[Excerpts from bounding box data]

——————————

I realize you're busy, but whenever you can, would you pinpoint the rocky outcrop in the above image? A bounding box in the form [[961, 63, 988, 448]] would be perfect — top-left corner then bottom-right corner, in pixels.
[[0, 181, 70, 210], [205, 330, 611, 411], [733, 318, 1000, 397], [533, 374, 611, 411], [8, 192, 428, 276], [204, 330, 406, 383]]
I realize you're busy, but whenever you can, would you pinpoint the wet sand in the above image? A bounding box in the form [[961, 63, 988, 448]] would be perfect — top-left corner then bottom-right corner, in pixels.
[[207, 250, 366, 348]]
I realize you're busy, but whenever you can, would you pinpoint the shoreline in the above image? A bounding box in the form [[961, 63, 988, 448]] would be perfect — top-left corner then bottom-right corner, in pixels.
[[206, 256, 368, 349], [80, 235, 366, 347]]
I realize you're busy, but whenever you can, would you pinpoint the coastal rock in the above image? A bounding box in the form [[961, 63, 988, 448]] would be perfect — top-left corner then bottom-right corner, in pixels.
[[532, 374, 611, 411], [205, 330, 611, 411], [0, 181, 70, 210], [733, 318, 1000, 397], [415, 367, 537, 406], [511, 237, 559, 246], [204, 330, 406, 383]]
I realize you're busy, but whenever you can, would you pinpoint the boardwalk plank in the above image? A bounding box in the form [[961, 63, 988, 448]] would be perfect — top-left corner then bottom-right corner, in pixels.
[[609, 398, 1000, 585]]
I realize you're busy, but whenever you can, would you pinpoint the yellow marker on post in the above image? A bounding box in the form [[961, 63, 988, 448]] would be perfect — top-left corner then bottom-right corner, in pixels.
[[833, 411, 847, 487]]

——————————

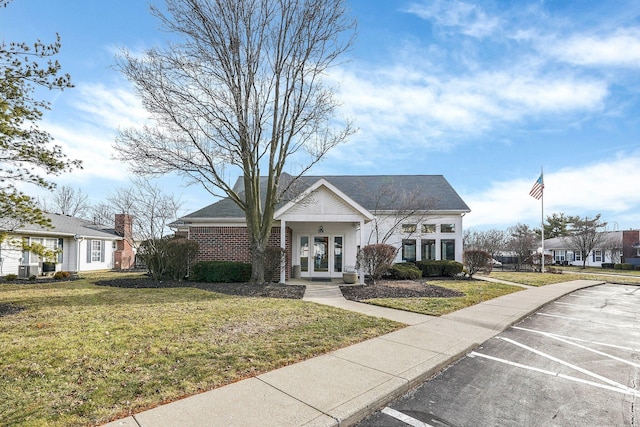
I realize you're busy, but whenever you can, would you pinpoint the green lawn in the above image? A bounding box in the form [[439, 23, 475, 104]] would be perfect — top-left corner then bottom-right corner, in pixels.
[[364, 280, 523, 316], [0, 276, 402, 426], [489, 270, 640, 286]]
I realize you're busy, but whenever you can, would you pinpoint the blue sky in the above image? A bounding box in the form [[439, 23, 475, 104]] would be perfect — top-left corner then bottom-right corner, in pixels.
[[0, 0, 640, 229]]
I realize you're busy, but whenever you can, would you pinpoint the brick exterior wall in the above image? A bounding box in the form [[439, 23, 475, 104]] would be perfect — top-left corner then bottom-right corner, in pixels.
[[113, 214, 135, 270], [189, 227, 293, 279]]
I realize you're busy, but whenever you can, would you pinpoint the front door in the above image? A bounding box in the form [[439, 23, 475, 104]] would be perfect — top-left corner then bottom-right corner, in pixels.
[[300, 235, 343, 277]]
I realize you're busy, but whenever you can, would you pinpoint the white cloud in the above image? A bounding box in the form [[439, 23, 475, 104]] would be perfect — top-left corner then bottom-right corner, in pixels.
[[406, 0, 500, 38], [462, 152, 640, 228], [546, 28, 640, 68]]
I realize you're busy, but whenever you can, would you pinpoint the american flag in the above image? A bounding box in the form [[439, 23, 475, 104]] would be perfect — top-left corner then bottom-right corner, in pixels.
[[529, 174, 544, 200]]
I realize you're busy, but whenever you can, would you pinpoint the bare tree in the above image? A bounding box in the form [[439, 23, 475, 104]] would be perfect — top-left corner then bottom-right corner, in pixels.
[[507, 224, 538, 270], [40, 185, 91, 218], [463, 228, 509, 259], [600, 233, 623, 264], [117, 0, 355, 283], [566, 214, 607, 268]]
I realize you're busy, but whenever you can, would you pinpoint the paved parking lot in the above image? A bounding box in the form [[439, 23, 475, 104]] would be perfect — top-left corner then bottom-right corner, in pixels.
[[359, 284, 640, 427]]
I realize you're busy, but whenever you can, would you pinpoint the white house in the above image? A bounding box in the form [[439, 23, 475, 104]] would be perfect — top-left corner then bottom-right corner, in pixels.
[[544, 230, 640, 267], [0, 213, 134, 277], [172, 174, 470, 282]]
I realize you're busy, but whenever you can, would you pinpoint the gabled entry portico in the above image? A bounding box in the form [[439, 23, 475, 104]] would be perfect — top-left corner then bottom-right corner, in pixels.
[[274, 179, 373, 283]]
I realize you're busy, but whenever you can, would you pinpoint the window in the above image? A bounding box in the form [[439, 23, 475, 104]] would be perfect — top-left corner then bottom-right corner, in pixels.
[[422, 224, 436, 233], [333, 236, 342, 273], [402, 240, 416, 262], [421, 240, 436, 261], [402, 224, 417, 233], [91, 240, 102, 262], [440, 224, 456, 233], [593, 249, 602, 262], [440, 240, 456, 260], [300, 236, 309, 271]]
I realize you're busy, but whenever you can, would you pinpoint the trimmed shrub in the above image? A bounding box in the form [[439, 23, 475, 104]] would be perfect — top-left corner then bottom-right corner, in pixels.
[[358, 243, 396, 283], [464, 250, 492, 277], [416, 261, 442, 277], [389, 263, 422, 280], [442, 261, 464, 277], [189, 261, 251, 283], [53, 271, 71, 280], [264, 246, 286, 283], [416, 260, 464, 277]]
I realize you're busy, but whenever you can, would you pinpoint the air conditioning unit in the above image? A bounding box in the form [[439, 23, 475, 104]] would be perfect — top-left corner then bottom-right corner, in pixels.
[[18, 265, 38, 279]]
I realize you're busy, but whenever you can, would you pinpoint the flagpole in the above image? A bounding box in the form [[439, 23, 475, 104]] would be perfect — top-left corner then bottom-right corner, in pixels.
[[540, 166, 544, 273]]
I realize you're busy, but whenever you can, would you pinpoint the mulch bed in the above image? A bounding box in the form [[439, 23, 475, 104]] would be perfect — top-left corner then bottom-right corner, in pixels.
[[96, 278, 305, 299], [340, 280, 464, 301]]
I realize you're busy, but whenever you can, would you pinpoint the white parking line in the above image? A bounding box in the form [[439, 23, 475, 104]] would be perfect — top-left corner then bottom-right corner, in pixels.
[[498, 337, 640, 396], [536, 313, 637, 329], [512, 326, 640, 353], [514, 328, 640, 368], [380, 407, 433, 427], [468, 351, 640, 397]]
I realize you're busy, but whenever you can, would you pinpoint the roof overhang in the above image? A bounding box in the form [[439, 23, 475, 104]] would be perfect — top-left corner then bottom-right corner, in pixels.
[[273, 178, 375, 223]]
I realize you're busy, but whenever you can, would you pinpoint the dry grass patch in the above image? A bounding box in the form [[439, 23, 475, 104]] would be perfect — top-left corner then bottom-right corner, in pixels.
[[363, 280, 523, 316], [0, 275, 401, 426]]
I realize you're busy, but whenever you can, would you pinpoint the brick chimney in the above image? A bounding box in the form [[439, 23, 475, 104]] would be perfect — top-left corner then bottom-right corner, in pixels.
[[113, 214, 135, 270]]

——————————

Your goal
Render the stretch of the listing from the line containing "pinpoint the boardwalk" through the line containing "[[609, 398, 1000, 585]]" as a Markdown table with the columns Row and Line, leaving out any blank lines.

Solved problem
| Row | Line |
|---|---|
| 1 | I realize you're busy, but whenever you can, would you pinpoint the boardwalk plank in the above image? A bounding box in the form [[961, 63, 988, 448]] would be perfect — top-left corner then bottom-right corner, in pixels. |
| 2 | [[609, 398, 1000, 585]] |